##### Data to examine

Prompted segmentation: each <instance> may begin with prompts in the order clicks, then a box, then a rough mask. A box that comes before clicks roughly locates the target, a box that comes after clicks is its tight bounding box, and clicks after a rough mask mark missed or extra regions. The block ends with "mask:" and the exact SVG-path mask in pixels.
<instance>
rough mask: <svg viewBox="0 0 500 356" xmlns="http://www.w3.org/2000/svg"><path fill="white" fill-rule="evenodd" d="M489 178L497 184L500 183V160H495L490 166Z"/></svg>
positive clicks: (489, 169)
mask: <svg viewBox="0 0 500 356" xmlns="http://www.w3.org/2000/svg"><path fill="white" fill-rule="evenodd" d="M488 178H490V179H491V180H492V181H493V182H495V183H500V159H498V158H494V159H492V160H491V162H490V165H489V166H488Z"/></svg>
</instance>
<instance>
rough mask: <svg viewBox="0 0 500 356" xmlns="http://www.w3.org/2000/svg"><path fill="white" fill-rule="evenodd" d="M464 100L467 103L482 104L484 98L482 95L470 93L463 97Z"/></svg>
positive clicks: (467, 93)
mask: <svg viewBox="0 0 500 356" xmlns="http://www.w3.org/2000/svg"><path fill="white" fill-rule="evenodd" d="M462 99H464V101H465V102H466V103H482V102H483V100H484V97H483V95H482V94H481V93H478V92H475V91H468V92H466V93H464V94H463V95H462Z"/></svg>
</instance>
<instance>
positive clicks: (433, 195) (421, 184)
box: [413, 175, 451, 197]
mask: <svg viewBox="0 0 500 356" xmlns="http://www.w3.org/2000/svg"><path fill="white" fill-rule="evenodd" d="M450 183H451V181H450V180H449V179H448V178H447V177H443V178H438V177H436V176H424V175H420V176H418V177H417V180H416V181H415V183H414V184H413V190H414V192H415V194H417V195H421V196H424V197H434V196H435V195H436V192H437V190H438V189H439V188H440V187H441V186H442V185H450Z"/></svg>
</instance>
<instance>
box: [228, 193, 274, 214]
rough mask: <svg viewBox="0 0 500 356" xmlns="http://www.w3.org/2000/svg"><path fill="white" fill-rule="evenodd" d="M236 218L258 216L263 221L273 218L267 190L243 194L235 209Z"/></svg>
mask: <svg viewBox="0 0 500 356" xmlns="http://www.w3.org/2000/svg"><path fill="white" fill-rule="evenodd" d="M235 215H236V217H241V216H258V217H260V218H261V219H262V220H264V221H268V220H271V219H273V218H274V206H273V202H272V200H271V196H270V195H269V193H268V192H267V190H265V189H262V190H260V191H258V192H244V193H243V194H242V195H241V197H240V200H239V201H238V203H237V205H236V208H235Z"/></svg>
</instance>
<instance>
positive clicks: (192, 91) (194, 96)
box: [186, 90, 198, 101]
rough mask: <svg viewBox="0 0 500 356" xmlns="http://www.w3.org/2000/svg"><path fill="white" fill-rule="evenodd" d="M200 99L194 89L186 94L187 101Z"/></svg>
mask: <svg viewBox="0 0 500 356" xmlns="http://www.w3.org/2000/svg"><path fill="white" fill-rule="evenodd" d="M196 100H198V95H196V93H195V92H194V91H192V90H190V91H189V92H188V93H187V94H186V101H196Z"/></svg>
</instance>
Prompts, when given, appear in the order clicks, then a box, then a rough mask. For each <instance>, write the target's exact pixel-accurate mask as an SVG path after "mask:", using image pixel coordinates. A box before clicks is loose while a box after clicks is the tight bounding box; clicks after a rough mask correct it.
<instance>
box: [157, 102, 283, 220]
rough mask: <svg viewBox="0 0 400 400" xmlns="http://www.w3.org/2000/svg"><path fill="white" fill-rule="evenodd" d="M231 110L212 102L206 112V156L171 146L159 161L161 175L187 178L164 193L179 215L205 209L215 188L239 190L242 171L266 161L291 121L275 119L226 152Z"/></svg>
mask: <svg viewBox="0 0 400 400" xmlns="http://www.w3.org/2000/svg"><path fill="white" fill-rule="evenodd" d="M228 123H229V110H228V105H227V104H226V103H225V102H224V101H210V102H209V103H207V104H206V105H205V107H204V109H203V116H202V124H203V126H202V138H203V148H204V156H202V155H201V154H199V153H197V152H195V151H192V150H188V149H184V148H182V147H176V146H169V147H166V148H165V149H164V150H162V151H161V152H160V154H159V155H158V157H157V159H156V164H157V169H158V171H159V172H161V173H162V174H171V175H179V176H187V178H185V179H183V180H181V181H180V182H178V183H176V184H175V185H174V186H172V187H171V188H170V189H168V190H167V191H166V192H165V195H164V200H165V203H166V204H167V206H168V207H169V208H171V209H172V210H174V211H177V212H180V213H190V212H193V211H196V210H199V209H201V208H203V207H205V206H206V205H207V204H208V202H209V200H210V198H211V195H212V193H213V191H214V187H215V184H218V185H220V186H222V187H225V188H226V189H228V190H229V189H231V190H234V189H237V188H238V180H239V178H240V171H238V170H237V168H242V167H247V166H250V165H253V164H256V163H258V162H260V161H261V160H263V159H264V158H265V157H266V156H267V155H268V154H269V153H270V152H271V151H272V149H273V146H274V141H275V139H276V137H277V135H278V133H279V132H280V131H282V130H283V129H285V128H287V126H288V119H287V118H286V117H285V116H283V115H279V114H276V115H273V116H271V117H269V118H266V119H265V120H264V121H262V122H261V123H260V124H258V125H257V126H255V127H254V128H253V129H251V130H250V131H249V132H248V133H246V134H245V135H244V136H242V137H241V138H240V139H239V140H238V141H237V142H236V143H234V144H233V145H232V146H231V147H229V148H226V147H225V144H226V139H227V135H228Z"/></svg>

##########

#### Job:
All of the records must be repeated exactly.

#### Answer to the problem:
Prompted segmentation: each <instance> may begin with prompts in the order clicks, then a box, then a rough mask. A box that comes before clicks roughly locates the target, a box that comes after clicks is its tight bounding box, and clicks after a rough mask mark missed or extra regions. The block ends with "mask:" and the exact SVG-path mask in pixels.
<instance>
rough mask: <svg viewBox="0 0 500 356" xmlns="http://www.w3.org/2000/svg"><path fill="white" fill-rule="evenodd" d="M489 178L497 184L500 183V160H495L490 166Z"/></svg>
positive clicks: (489, 169)
mask: <svg viewBox="0 0 500 356" xmlns="http://www.w3.org/2000/svg"><path fill="white" fill-rule="evenodd" d="M488 178H490V179H491V180H492V181H493V182H495V183H500V159H498V158H494V159H492V160H491V162H490V165H489V166H488Z"/></svg>
</instance>
<instance>
rough mask: <svg viewBox="0 0 500 356" xmlns="http://www.w3.org/2000/svg"><path fill="white" fill-rule="evenodd" d="M464 100L467 103L482 104L484 98L482 95L470 93L463 97Z"/></svg>
positive clicks: (467, 93)
mask: <svg viewBox="0 0 500 356" xmlns="http://www.w3.org/2000/svg"><path fill="white" fill-rule="evenodd" d="M462 99H464V101H465V102H466V103H482V102H483V100H484V97H483V95H482V94H481V93H478V92H475V91H468V92H466V93H464V94H463V95H462Z"/></svg>
</instance>
<instance>
positive clicks: (433, 195) (421, 184)
box: [413, 175, 451, 197]
mask: <svg viewBox="0 0 500 356" xmlns="http://www.w3.org/2000/svg"><path fill="white" fill-rule="evenodd" d="M450 183H451V181H450V180H449V179H448V178H447V177H443V178H438V177H436V176H424V175H420V176H418V177H417V180H416V181H415V183H414V184H413V190H414V192H415V194H417V195H421V196H424V197H434V196H435V195H436V192H437V190H438V189H439V188H440V187H441V186H442V185H450Z"/></svg>
</instance>
<instance>
box: [228, 193, 274, 214]
rough mask: <svg viewBox="0 0 500 356" xmlns="http://www.w3.org/2000/svg"><path fill="white" fill-rule="evenodd" d="M236 218L258 216L263 221L273 218L267 190L243 194L235 209Z"/></svg>
mask: <svg viewBox="0 0 500 356" xmlns="http://www.w3.org/2000/svg"><path fill="white" fill-rule="evenodd" d="M235 215H236V217H241V216H258V217H260V218H261V219H262V220H264V221H268V220H271V219H273V218H274V206H273V202H272V200H271V196H270V195H269V193H268V192H267V190H265V189H262V190H260V191H258V192H244V193H243V194H242V195H241V197H240V200H239V201H238V203H237V205H236V208H235Z"/></svg>
</instance>
<instance>
positive clicks: (192, 91) (194, 96)
box: [186, 90, 198, 101]
rough mask: <svg viewBox="0 0 500 356" xmlns="http://www.w3.org/2000/svg"><path fill="white" fill-rule="evenodd" d="M200 99L194 89L186 94L187 101Z"/></svg>
mask: <svg viewBox="0 0 500 356" xmlns="http://www.w3.org/2000/svg"><path fill="white" fill-rule="evenodd" d="M196 100H198V95H196V93H195V92H194V91H192V90H190V91H189V92H188V93H187V94H186V101H196Z"/></svg>
</instance>
Prompts, when given, appear in the order clicks, then a box, then a rough mask. For each <instance>, write the target's exact pixel-accurate mask as an SVG path after "mask:", using image pixel coordinates. A box before clicks is loose while a box after clicks is the tight bounding box; clicks after a rough mask correct it.
<instance>
box: [157, 102, 283, 220]
rough mask: <svg viewBox="0 0 400 400" xmlns="http://www.w3.org/2000/svg"><path fill="white" fill-rule="evenodd" d="M231 110L212 102L206 112V156L171 146L159 161L161 175L187 178L164 193L179 215L205 209L215 188L239 190L242 171L266 161L291 121L275 119L226 152Z"/></svg>
mask: <svg viewBox="0 0 400 400" xmlns="http://www.w3.org/2000/svg"><path fill="white" fill-rule="evenodd" d="M228 123H229V110H228V105H227V104H226V103H225V102H224V101H210V102H209V103H207V104H206V105H205V107H204V109H203V116H202V124H203V126H202V138H203V148H204V156H202V155H201V154H199V153H197V152H195V151H192V150H188V149H184V148H182V147H176V146H169V147H166V148H165V149H164V150H162V151H161V152H160V154H159V155H158V157H157V159H156V164H157V169H158V171H159V172H161V173H162V174H171V175H179V176H187V178H185V179H183V180H181V181H180V182H178V183H176V184H175V185H174V186H172V187H171V188H170V189H168V190H167V191H166V192H165V195H164V200H165V203H166V204H167V206H168V207H169V208H171V209H172V210H174V211H177V212H180V213H190V212H193V211H196V210H199V209H201V208H203V207H205V206H206V205H207V204H208V202H209V200H210V198H211V195H212V193H213V191H214V187H215V184H218V185H220V186H222V187H225V188H226V189H228V190H229V189H231V190H234V189H237V188H238V180H239V178H240V171H238V170H237V168H242V167H247V166H250V165H253V164H256V163H258V162H260V161H261V160H263V159H264V158H265V157H266V156H267V155H268V154H269V153H270V152H271V151H272V149H273V146H274V141H275V139H276V137H277V135H278V133H279V132H280V131H282V130H283V129H285V128H287V126H288V119H287V118H286V117H285V116H283V115H279V114H276V115H273V116H271V117H269V118H266V119H265V120H264V121H262V122H261V123H260V124H258V125H257V126H255V127H254V128H253V129H251V130H250V131H249V132H248V133H246V134H245V135H244V136H242V137H241V138H240V139H239V140H238V141H237V142H236V143H234V144H233V145H232V146H231V147H229V148H226V147H225V144H226V139H227V135H228Z"/></svg>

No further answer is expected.